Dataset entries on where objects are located
==============================

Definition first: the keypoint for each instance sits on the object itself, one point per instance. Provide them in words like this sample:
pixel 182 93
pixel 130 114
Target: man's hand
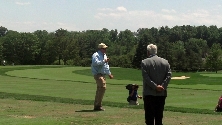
pixel 159 88
pixel 140 97
pixel 107 60
pixel 110 76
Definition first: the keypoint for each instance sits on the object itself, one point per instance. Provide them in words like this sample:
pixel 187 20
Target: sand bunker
pixel 181 77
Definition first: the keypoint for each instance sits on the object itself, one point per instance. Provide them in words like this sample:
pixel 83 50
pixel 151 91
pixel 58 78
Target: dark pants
pixel 154 106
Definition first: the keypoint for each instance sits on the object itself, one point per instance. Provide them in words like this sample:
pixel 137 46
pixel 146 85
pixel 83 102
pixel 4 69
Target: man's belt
pixel 101 74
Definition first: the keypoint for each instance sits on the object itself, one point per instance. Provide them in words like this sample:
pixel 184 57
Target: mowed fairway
pixel 62 95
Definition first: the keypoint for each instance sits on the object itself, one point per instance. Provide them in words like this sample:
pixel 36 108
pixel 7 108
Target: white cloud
pixel 121 9
pixel 136 19
pixel 168 11
pixel 22 3
pixel 30 26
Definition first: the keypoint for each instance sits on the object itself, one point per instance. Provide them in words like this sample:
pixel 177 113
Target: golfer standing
pixel 100 68
pixel 156 75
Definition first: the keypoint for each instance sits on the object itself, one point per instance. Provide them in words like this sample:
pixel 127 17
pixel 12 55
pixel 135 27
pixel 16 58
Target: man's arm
pixel 168 78
pixel 146 77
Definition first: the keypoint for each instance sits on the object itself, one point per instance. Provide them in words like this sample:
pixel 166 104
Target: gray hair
pixel 152 49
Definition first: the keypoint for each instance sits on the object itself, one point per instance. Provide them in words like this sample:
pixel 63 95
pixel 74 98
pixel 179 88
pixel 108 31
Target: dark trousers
pixel 154 106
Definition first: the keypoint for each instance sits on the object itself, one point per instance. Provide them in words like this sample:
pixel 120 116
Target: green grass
pixel 64 95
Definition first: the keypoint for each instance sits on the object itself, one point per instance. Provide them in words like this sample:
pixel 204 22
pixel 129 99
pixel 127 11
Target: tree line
pixel 187 48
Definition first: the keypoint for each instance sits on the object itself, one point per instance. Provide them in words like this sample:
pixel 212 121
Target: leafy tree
pixel 214 58
pixel 3 31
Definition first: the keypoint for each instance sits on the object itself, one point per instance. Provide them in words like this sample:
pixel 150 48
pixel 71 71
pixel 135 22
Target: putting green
pixel 65 73
pixel 212 75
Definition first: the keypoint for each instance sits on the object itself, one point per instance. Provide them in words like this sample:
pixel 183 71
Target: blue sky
pixel 81 15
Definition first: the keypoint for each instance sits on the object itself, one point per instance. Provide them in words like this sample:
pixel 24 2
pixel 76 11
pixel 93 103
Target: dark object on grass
pixel 130 86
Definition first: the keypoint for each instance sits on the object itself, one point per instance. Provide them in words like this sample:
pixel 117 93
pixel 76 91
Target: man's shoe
pixel 99 109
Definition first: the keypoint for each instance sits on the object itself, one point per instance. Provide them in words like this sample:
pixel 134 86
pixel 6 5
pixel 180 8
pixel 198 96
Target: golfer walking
pixel 156 75
pixel 100 68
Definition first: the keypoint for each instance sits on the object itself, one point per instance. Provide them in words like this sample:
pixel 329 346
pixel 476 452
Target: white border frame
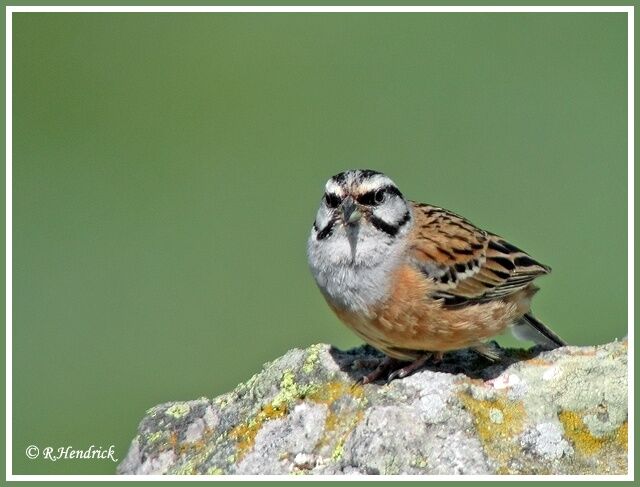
pixel 325 9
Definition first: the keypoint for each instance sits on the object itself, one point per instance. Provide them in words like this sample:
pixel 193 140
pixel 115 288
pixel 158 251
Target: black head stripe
pixel 367 173
pixel 391 230
pixel 326 231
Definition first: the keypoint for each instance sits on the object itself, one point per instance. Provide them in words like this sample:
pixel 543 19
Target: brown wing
pixel 467 264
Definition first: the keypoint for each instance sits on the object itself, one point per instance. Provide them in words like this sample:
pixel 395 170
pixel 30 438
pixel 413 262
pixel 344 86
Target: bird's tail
pixel 529 328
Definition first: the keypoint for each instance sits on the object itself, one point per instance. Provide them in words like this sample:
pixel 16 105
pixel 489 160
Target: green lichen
pixel 290 390
pixel 312 358
pixel 222 401
pixel 156 437
pixel 420 462
pixel 338 451
pixel 178 410
pixel 498 421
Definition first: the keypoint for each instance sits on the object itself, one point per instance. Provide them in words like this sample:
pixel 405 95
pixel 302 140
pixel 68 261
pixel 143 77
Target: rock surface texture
pixel 535 412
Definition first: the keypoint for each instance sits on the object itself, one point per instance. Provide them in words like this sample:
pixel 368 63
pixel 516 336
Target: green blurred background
pixel 167 169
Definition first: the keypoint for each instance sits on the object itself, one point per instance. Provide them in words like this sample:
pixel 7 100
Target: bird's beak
pixel 350 212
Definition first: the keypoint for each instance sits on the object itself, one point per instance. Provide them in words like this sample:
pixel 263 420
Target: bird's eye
pixel 372 198
pixel 332 200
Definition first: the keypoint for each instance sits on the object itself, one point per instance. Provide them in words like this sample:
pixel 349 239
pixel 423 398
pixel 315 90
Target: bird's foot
pixel 413 366
pixel 384 367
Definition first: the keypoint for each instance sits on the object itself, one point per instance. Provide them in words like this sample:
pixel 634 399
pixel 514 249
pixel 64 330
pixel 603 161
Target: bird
pixel 415 280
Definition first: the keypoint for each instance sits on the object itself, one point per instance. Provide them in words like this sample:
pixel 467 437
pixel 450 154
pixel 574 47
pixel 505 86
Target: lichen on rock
pixel 534 412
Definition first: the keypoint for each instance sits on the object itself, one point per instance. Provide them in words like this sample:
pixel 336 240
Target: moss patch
pixel 583 441
pixel 498 423
pixel 178 410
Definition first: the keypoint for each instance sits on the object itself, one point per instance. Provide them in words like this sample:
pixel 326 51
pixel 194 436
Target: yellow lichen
pixel 622 435
pixel 583 441
pixel 339 425
pixel 498 437
pixel 245 433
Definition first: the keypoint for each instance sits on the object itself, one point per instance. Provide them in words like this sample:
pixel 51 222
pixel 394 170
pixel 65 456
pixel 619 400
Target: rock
pixel 534 412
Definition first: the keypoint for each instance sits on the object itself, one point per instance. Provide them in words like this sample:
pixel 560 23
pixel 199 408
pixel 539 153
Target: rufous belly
pixel 409 322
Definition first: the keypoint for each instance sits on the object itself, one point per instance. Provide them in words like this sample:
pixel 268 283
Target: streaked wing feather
pixel 466 263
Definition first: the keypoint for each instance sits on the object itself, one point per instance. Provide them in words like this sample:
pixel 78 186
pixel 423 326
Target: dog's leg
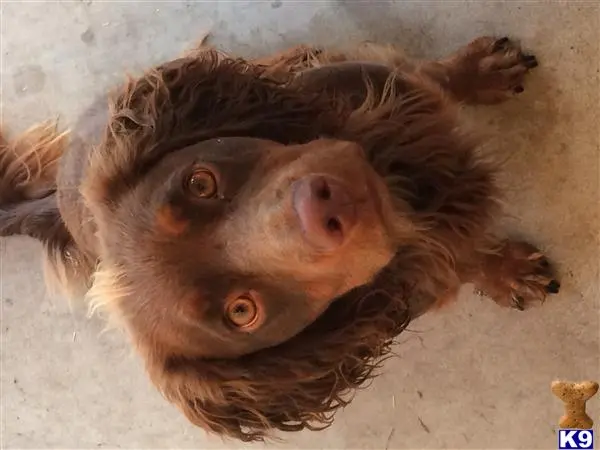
pixel 515 275
pixel 486 71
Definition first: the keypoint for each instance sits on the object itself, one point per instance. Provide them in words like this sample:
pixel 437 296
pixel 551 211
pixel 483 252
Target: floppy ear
pixel 298 384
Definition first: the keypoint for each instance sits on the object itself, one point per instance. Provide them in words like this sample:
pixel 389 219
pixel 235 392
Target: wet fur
pixel 408 126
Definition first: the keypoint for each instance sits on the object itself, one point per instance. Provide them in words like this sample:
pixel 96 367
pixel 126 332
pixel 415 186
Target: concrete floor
pixel 471 376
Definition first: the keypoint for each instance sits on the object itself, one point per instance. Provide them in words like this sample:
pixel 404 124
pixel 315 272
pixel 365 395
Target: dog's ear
pixel 298 384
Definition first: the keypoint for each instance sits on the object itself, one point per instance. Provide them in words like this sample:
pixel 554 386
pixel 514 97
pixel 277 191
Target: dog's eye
pixel 202 184
pixel 242 312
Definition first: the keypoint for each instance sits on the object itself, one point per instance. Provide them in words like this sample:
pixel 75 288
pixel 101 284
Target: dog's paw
pixel 492 69
pixel 520 277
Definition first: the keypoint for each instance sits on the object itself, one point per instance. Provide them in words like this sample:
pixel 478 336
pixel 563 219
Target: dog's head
pixel 247 256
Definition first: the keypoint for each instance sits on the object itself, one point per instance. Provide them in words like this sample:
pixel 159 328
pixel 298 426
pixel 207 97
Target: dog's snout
pixel 325 210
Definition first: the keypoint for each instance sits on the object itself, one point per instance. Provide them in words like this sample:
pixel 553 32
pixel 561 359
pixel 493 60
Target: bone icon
pixel 574 396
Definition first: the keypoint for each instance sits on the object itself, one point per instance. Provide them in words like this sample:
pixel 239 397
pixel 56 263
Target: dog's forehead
pixel 226 148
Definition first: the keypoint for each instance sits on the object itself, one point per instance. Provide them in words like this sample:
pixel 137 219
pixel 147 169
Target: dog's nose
pixel 325 210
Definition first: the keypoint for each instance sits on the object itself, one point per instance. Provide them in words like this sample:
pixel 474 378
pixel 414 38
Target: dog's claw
pixel 553 287
pixel 518 302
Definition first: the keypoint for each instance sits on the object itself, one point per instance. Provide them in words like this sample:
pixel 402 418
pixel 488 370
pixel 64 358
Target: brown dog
pixel 264 229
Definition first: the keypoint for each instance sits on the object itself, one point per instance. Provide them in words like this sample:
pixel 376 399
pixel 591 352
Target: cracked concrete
pixel 470 376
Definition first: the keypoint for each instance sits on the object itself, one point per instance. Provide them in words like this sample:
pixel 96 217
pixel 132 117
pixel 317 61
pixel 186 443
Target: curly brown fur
pixel 369 117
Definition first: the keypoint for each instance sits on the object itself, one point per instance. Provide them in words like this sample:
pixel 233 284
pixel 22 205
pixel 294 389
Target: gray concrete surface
pixel 470 376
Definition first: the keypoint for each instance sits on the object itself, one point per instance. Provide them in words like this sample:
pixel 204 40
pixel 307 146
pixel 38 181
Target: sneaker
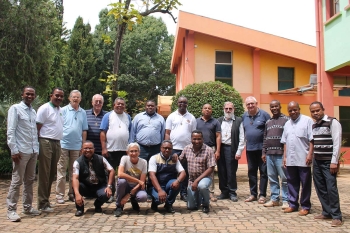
pixel 285 205
pixel 32 211
pixel 272 203
pixel 118 212
pixel 47 209
pixel 13 216
pixel 336 223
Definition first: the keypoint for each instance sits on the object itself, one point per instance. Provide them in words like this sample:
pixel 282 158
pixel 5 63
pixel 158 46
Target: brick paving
pixel 224 216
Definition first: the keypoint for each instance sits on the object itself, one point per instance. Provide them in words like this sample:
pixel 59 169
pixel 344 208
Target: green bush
pixel 213 93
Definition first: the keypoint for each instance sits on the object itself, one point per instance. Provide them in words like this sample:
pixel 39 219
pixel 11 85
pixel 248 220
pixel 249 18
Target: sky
pixel 292 19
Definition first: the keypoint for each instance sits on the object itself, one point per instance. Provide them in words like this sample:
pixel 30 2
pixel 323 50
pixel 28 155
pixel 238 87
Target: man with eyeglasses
pixel 74 134
pixel 90 179
pixel 232 145
pixel 178 128
pixel 94 119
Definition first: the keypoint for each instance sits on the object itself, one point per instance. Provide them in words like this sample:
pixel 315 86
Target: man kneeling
pixel 132 173
pixel 90 180
pixel 163 173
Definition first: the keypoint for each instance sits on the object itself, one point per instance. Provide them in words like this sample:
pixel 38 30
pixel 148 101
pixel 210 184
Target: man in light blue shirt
pixel 75 128
pixel 22 139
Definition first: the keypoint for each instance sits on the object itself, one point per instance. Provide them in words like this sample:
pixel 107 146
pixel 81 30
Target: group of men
pixel 157 159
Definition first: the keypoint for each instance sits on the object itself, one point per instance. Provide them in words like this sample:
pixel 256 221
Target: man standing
pixel 211 130
pixel 232 145
pixel 201 163
pixel 22 139
pixel 254 121
pixel 273 156
pixel 164 176
pixel 327 143
pixel 90 180
pixel 49 124
pixel 94 119
pixel 178 129
pixel 298 150
pixel 115 128
pixel 74 134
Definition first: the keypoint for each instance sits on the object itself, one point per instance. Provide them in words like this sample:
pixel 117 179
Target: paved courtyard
pixel 224 216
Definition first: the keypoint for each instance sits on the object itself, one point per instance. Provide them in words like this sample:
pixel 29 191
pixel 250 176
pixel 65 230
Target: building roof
pixel 238 34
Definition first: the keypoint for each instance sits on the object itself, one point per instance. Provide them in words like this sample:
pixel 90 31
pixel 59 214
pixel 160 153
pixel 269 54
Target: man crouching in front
pixel 90 180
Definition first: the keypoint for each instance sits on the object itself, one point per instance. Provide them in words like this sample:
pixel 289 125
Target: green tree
pixel 214 93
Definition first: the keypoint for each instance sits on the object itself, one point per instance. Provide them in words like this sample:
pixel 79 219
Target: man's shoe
pixel 169 208
pixel 118 212
pixel 336 223
pixel 271 203
pixel 289 210
pixel 304 212
pixel 32 211
pixel 205 209
pixel 322 217
pixel 71 197
pixel 79 213
pixel 233 198
pixel 13 216
pixel 222 197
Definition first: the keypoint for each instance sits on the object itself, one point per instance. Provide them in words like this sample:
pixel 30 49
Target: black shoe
pixel 79 213
pixel 222 196
pixel 118 212
pixel 233 198
pixel 169 208
pixel 205 209
pixel 154 206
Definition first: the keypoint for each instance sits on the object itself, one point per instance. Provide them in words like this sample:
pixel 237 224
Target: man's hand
pixel 162 196
pixel 333 168
pixel 79 200
pixel 16 157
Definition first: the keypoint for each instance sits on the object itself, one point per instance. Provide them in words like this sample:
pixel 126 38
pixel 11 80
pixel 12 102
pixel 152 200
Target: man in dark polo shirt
pixel 211 130
pixel 94 118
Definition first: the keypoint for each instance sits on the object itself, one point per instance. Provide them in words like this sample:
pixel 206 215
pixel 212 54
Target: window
pixel 285 78
pixel 223 67
pixel 344 119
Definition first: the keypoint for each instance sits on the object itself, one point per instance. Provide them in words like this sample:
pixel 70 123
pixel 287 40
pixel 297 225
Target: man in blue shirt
pixel 74 134
pixel 254 121
pixel 94 119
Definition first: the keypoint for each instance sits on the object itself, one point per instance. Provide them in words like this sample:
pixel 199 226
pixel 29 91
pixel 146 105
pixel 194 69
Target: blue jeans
pixel 201 196
pixel 275 170
pixel 172 193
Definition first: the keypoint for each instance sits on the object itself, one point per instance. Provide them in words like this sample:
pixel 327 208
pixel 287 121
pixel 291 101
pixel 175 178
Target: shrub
pixel 213 93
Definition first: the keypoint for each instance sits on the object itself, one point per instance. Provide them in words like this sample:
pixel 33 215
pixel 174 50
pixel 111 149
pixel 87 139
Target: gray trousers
pixel 22 172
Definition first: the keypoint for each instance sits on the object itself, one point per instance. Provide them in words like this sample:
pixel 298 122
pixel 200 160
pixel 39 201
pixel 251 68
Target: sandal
pixel 250 198
pixel 262 200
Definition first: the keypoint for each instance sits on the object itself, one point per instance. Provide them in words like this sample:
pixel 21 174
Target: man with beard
pixel 254 126
pixel 327 143
pixel 148 130
pixel 74 134
pixel 22 139
pixel 232 145
pixel 178 129
pixel 49 124
pixel 298 149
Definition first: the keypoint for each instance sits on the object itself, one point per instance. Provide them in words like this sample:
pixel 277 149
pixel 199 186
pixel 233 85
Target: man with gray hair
pixel 74 134
pixel 94 119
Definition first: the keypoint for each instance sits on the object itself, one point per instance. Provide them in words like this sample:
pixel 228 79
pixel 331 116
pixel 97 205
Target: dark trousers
pixel 296 176
pixel 227 169
pixel 97 191
pixel 254 163
pixel 326 188
pixel 146 152
pixel 184 183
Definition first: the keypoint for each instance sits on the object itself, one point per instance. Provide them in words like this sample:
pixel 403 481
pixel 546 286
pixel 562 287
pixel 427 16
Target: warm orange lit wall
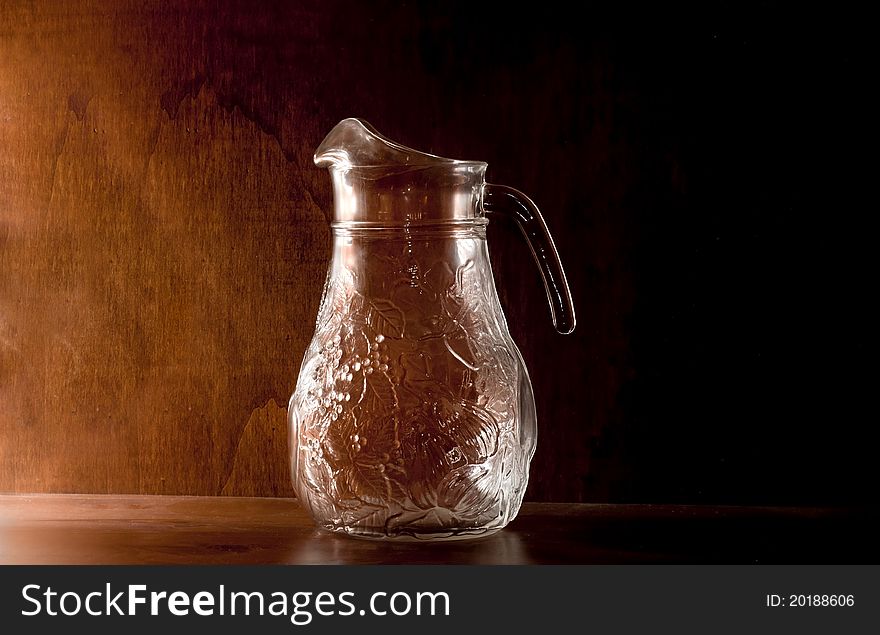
pixel 163 243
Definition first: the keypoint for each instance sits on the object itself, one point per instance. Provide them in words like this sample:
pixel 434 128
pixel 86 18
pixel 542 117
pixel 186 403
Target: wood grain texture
pixel 58 529
pixel 164 242
pixel 163 239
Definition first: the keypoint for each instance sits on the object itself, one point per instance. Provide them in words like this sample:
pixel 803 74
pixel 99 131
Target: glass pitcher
pixel 413 415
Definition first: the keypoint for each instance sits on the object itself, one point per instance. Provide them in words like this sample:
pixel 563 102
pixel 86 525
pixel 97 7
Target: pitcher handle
pixel 508 202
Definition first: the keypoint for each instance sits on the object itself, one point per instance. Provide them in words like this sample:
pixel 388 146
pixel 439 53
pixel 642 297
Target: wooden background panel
pixel 163 239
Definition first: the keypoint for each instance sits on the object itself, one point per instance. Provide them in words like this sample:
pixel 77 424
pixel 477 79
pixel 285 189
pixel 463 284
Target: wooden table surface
pixel 80 529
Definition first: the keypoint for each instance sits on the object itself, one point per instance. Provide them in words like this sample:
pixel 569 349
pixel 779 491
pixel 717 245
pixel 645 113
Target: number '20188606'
pixel 810 600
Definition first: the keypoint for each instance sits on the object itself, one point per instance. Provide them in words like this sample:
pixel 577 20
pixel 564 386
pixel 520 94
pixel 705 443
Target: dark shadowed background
pixel 163 239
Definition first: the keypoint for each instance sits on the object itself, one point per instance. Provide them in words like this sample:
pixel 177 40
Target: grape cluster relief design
pixel 405 414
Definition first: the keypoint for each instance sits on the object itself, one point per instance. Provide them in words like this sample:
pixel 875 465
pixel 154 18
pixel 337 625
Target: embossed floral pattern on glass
pixel 413 415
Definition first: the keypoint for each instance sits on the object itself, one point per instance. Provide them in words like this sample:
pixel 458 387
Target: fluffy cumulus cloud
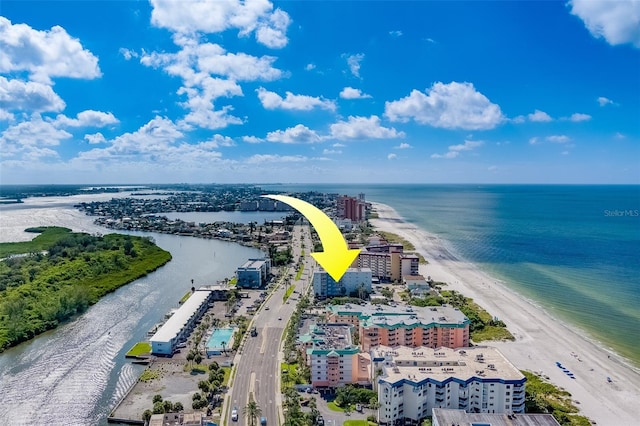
pixel 602 101
pixel 271 100
pixel 450 106
pixel 353 61
pixel 273 158
pixel 455 150
pixel 88 118
pixel 351 93
pixel 617 21
pixel 363 128
pixel 578 117
pixel 297 134
pixel 539 117
pixel 44 54
pixel 30 96
pixel 558 138
pixel 214 16
pixel 31 139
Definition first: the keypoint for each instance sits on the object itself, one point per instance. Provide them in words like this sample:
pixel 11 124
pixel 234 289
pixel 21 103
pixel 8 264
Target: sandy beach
pixel 541 340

==============================

- [Brief]:
Retype the entries from the very beginning up to and including the line containing "pixel 152 49". Leave the pictures out of your copy.

- [Response to this task]:
Definition first: the keypoint for each instance sits on the object itself, one point per instance. Provide them in words like this sample:
pixel 182 93
pixel 130 114
Target: man's hand
pixel 159 88
pixel 140 97
pixel 107 60
pixel 110 76
Definition first: the keypoint for each instance sits on the object itself, one point per instance. Provide them in words like this sample:
pixel 187 20
Target: sand bunker
pixel 181 77
Definition first: the keypoint for each instance sits on the object itself, one point per instance. Provide them in words like this sample:
pixel 83 50
pixel 151 91
pixel 58 78
Target: dark pants
pixel 154 106
Definition first: the keypoint for each instance sits on the object itself, one point per instance. Provide them in words like this sample:
pixel 137 46
pixel 146 85
pixel 83 102
pixel 4 69
Target: man's belt
pixel 101 74
Definition first: the keypoint for each instance sits on the object itself, one point per instance. Provide them in words like this sample:
pixel 184 57
Target: mowed fairway
pixel 62 95
Definition first: the keypoint for each instance sits on the object itself, one point per instance. Provide them in words like this sample:
pixel 36 108
pixel 7 108
Target: white cloud
pixel 121 9
pixel 136 19
pixel 168 11
pixel 22 3
pixel 30 26
Definition first: the keypoint for each instance sits on the object itself, one point per instance. Provide them in words like this sample:
pixel 177 113
Target: golfer standing
pixel 100 68
pixel 156 75
Definition first: the keypoint for each instance sits on the object itself, one point per instance. Provide them in words like this sample:
pixel 127 17
pixel 12 55
pixel 135 27
pixel 16 58
Target: man's arm
pixel 168 78
pixel 146 77
Definition first: the keypoint for each instance sits on the object itself, one point per instance. Provide them in words like this sample:
pixel 166 104
Target: gray hair
pixel 152 49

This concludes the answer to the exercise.